Provided entries:
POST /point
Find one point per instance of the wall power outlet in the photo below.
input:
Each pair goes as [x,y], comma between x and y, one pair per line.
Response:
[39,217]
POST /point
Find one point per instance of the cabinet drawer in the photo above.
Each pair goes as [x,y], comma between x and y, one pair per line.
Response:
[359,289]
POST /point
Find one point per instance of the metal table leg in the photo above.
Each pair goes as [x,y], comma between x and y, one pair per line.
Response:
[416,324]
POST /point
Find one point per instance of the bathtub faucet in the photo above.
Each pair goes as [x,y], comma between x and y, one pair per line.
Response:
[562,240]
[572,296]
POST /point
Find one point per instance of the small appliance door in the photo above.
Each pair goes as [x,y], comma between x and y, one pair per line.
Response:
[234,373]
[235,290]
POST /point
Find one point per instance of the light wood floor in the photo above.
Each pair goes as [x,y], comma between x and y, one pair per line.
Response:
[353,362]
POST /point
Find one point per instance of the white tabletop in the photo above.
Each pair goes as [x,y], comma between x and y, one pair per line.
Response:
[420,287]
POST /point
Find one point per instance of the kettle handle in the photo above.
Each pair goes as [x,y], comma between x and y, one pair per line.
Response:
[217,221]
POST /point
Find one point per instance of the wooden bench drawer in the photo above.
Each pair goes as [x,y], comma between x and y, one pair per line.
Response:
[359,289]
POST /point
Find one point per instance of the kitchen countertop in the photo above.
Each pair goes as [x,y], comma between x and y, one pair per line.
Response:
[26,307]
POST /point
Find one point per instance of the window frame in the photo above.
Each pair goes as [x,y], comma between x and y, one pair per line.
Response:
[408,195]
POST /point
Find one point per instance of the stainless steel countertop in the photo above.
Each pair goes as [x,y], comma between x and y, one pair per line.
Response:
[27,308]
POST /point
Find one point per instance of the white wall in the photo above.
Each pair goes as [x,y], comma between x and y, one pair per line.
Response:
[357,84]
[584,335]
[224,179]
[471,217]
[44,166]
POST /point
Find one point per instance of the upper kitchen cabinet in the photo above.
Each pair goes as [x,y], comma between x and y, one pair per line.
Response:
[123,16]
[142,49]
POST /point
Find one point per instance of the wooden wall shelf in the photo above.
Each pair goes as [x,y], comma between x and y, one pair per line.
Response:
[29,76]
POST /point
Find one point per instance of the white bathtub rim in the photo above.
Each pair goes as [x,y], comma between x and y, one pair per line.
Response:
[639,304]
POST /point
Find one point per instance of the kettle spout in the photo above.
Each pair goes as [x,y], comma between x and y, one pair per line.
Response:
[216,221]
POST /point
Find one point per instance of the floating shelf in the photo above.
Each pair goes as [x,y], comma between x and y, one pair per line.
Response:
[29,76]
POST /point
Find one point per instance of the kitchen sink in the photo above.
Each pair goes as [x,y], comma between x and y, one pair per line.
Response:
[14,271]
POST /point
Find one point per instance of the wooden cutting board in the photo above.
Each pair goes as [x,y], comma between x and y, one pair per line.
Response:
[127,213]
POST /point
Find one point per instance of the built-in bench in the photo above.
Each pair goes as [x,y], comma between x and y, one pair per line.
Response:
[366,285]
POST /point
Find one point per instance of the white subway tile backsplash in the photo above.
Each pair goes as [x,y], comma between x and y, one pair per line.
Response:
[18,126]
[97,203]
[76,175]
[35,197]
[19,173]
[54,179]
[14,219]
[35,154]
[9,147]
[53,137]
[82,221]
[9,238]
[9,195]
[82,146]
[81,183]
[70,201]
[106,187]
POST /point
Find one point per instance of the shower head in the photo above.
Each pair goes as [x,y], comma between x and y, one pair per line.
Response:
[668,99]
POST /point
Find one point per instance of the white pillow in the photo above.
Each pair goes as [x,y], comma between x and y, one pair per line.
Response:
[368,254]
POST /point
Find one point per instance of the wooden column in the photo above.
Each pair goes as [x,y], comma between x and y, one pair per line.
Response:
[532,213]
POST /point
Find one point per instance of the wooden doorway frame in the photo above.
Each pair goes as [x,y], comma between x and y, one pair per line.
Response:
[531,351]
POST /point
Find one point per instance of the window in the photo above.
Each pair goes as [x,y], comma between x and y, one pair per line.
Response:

Prompt:
State how many lines of the data above contain the word "cabinet", giving only the number; case counts.

Output below:
2